Posted On: November 30, 2011 by Ronald V. Miller, Jr.
In State Farm v. Cavoto, a Pennsylvania appellate court decided a battle between two parties that are always at odds, State Farm and chiropractors. Usually, the skirmishes between these parties are fought by proxy but, in this case they faced off directly.
Essentially, State Farm got fed up with paying chiropractors who were billing for adjunctive procedures performed by support staff who were not licensed. Particularly, and arguably understandably, annoying to State Farm was unlicensed people applying hot and cold packs, turning on and off mechanical devices, using a traction machine and assisting in therapeutic exercises. I’m sure that most infuriating to State Farm is paying for someone without medical training to apply hot and cold packs. If you can’t see why State Farm takes exception to that -regardless of how you view the merits of it – you may have had one drink too many from the plaintiffs’ attorney Kool-Aid.
The appellate court didn’t look at the case quite that way. Instead, the court applied the law that appears to allow unlicensed staff members to provide some treatment. The court reasoned that the real medical care was the decision to give the hot or cold packs and for how long, not who applied them. Similarly, the court reasoned, most elements of applying electrical muscle stimulation, ultrasound, and the like do not require specialized skills, as long as there is a chiropractor making the decisions about the details and how the therapy should be applied. Accordingly, the court remanded the case back to the trial court to “make more specialized findings and determine whether any of the procedures allegedly performed by unlicensed personnel required formal chiropractic education or training, including further inquiry by the court as to the scope of those procedures.”

> [Task prompt]: In the post on State Farm v. Cavoto, which activities by unlicensed staff are named as particularly annoying to State Farm? List them.

Natural-language descriptions of regions
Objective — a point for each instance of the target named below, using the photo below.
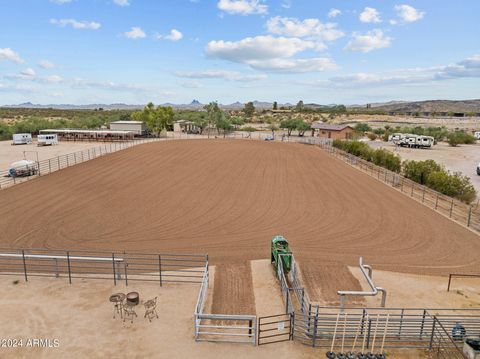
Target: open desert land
(462, 158)
(10, 154)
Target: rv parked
(47, 140)
(22, 168)
(413, 141)
(22, 139)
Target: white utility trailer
(47, 140)
(23, 168)
(22, 139)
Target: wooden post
(113, 265)
(160, 269)
(69, 270)
(24, 266)
(469, 216)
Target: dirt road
(228, 198)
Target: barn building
(137, 127)
(335, 132)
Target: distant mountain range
(392, 106)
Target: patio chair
(117, 300)
(150, 309)
(129, 311)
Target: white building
(137, 127)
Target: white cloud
(8, 54)
(468, 68)
(334, 13)
(286, 4)
(174, 35)
(372, 40)
(370, 15)
(122, 2)
(80, 25)
(315, 64)
(45, 64)
(29, 72)
(310, 28)
(221, 74)
(408, 13)
(242, 7)
(135, 33)
(258, 48)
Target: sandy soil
(233, 293)
(228, 198)
(10, 154)
(463, 158)
(323, 280)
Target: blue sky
(135, 51)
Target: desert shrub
(453, 185)
(460, 137)
(418, 171)
(362, 127)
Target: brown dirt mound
(228, 198)
(233, 289)
(322, 282)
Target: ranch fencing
(223, 328)
(441, 331)
(54, 164)
(115, 266)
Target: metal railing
(115, 266)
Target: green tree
(289, 124)
(419, 171)
(302, 127)
(156, 119)
(249, 109)
(300, 106)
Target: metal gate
(275, 329)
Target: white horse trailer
(22, 139)
(23, 168)
(47, 140)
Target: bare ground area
(228, 198)
(10, 154)
(463, 158)
(233, 293)
(323, 280)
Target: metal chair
(129, 311)
(150, 309)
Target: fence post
(69, 270)
(114, 274)
(160, 269)
(433, 333)
(24, 266)
(368, 332)
(423, 323)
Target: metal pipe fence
(114, 266)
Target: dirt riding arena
(228, 198)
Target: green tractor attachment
(281, 252)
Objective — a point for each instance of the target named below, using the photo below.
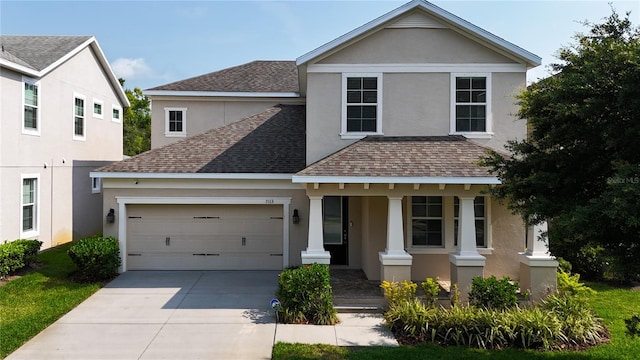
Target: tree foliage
(137, 122)
(579, 168)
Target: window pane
(354, 83)
(354, 96)
(370, 83)
(30, 117)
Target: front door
(336, 228)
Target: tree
(579, 168)
(137, 122)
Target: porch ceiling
(417, 160)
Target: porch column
(395, 263)
(315, 252)
(537, 267)
(466, 262)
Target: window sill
(358, 135)
(175, 134)
(443, 251)
(474, 135)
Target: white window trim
(36, 212)
(119, 108)
(488, 133)
(350, 135)
(82, 137)
(96, 185)
(168, 133)
(30, 131)
(97, 116)
(448, 218)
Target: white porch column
(537, 267)
(315, 252)
(466, 262)
(395, 261)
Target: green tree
(579, 168)
(137, 122)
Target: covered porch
(417, 208)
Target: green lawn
(611, 304)
(36, 300)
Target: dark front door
(336, 228)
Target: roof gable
(437, 18)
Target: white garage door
(204, 237)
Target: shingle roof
(271, 142)
(256, 76)
(38, 52)
(410, 156)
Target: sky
(151, 43)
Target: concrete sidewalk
(188, 315)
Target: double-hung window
(31, 104)
(29, 204)
(480, 218)
(175, 122)
(427, 221)
(362, 105)
(79, 118)
(471, 104)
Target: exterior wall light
(296, 216)
(111, 216)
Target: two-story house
(60, 118)
(362, 153)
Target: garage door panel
(200, 237)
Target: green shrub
(305, 295)
(431, 289)
(395, 292)
(633, 325)
(491, 293)
(570, 285)
(17, 254)
(97, 258)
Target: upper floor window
(79, 119)
(471, 104)
(116, 113)
(29, 206)
(97, 109)
(427, 221)
(31, 104)
(479, 210)
(362, 105)
(175, 122)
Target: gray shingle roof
(38, 52)
(256, 76)
(407, 156)
(271, 142)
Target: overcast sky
(150, 43)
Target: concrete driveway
(166, 315)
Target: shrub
(305, 295)
(97, 258)
(431, 289)
(17, 254)
(570, 285)
(633, 325)
(395, 292)
(491, 293)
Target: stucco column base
(320, 257)
(538, 275)
(395, 266)
(463, 269)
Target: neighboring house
(61, 117)
(362, 153)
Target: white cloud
(130, 68)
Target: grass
(611, 304)
(36, 300)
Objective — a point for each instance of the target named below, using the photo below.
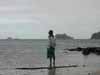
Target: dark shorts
(51, 52)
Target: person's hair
(50, 33)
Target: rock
(63, 36)
(95, 35)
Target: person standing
(51, 48)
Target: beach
(32, 53)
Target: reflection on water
(52, 71)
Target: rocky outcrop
(86, 51)
(96, 36)
(63, 36)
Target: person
(51, 48)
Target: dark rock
(63, 36)
(95, 35)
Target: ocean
(32, 53)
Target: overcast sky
(33, 18)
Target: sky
(32, 19)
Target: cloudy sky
(33, 18)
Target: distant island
(63, 36)
(95, 35)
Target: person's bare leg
(50, 62)
(54, 61)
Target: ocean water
(32, 53)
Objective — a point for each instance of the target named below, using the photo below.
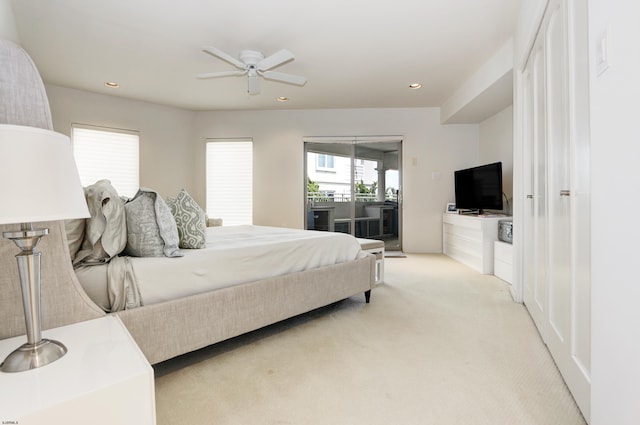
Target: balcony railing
(345, 197)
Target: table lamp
(38, 182)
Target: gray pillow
(151, 229)
(190, 219)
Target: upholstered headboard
(23, 101)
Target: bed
(170, 326)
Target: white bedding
(234, 255)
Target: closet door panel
(558, 170)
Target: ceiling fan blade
(275, 59)
(224, 56)
(220, 74)
(285, 78)
(253, 85)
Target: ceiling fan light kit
(253, 64)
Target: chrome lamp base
(36, 352)
(30, 356)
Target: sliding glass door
(353, 186)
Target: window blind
(229, 180)
(111, 154)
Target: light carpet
(439, 344)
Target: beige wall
(428, 148)
(496, 144)
(8, 29)
(166, 154)
(172, 152)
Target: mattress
(233, 255)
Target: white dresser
(103, 379)
(470, 240)
(503, 261)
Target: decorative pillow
(190, 219)
(106, 229)
(151, 229)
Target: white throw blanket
(121, 285)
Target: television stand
(469, 239)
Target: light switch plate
(603, 53)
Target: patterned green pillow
(190, 219)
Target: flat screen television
(479, 188)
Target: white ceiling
(354, 53)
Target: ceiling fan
(255, 65)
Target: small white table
(103, 379)
(375, 247)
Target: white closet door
(556, 294)
(535, 295)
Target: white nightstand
(103, 379)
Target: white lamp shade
(38, 177)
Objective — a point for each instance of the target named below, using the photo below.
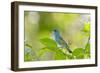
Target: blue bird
(60, 41)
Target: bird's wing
(64, 44)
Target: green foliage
(39, 25)
(78, 53)
(28, 57)
(87, 27)
(49, 42)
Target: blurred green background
(73, 27)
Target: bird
(60, 41)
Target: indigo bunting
(59, 40)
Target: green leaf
(28, 45)
(87, 48)
(28, 57)
(78, 53)
(43, 51)
(48, 42)
(87, 51)
(59, 55)
(87, 27)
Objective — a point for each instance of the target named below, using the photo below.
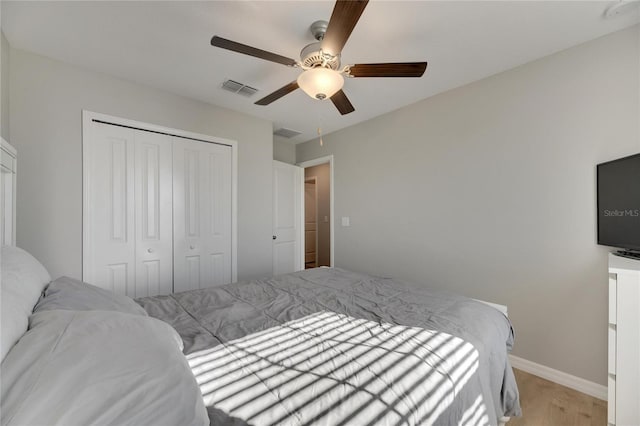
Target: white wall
(4, 86)
(489, 191)
(47, 98)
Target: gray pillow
(21, 284)
(99, 367)
(73, 295)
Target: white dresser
(624, 341)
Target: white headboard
(8, 169)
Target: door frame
(89, 116)
(316, 162)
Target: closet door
(153, 214)
(109, 239)
(127, 210)
(202, 214)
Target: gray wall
(47, 98)
(4, 87)
(489, 191)
(283, 150)
(323, 187)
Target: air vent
(239, 88)
(286, 133)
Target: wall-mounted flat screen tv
(619, 203)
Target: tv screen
(619, 203)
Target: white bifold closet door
(157, 212)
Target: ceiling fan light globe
(320, 83)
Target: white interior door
(153, 214)
(128, 242)
(310, 223)
(202, 191)
(287, 218)
(109, 217)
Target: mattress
(328, 346)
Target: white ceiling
(166, 44)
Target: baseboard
(559, 377)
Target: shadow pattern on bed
(328, 346)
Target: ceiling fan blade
(405, 69)
(343, 19)
(341, 102)
(251, 51)
(285, 90)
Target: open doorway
(318, 212)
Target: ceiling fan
(322, 76)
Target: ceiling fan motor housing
(312, 56)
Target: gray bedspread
(332, 347)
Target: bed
(323, 346)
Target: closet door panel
(109, 246)
(218, 215)
(153, 211)
(202, 214)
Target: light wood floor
(545, 403)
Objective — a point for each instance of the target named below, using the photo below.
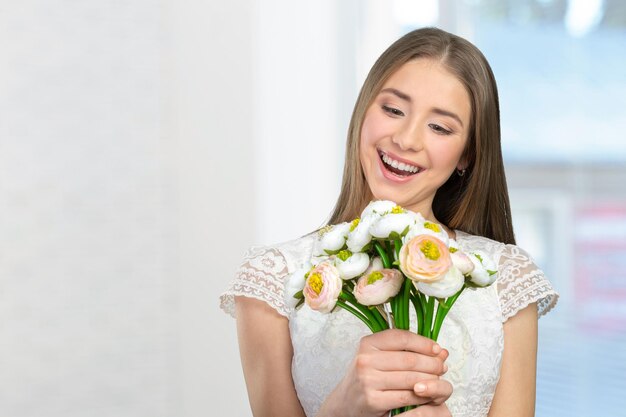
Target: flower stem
(347, 297)
(428, 320)
(383, 255)
(373, 327)
(406, 294)
(442, 311)
(398, 245)
(418, 312)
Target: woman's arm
(266, 353)
(383, 375)
(515, 392)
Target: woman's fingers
(402, 361)
(394, 339)
(435, 390)
(428, 410)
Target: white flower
(360, 236)
(446, 287)
(392, 222)
(351, 265)
(484, 273)
(335, 238)
(294, 284)
(378, 207)
(375, 265)
(462, 261)
(378, 287)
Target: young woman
(425, 133)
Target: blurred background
(145, 144)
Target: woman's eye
(438, 129)
(392, 111)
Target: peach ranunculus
(446, 287)
(322, 287)
(425, 258)
(378, 286)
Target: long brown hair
(477, 202)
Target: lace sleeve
(260, 276)
(521, 283)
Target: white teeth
(399, 165)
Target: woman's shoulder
(469, 242)
(289, 254)
(263, 271)
(520, 280)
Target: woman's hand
(392, 369)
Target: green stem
(418, 312)
(442, 312)
(364, 310)
(356, 313)
(383, 255)
(428, 320)
(406, 295)
(398, 245)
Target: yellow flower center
(433, 226)
(316, 283)
(430, 250)
(325, 230)
(344, 254)
(374, 276)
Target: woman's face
(414, 134)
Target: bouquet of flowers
(382, 263)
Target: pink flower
(378, 286)
(322, 287)
(425, 258)
(462, 261)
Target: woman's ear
(462, 165)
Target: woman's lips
(397, 169)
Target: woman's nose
(408, 137)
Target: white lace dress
(324, 344)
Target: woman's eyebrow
(407, 98)
(397, 93)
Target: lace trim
(521, 282)
(260, 276)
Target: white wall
(143, 147)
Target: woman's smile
(414, 134)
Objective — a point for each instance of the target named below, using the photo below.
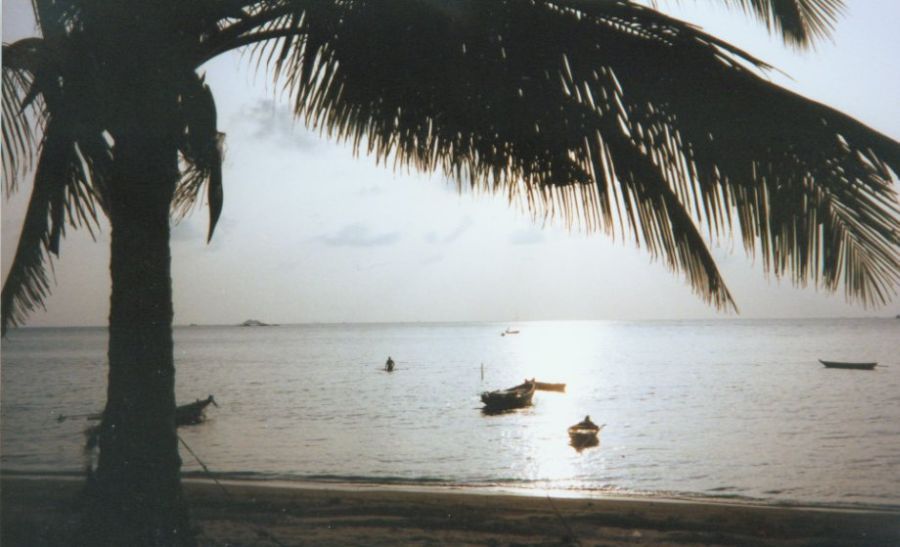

> [Task response]:
- Applying hot and cold packs
- Turning mechanical devices on and off
- Using a traction machine
- Assisting in therapeutic exercises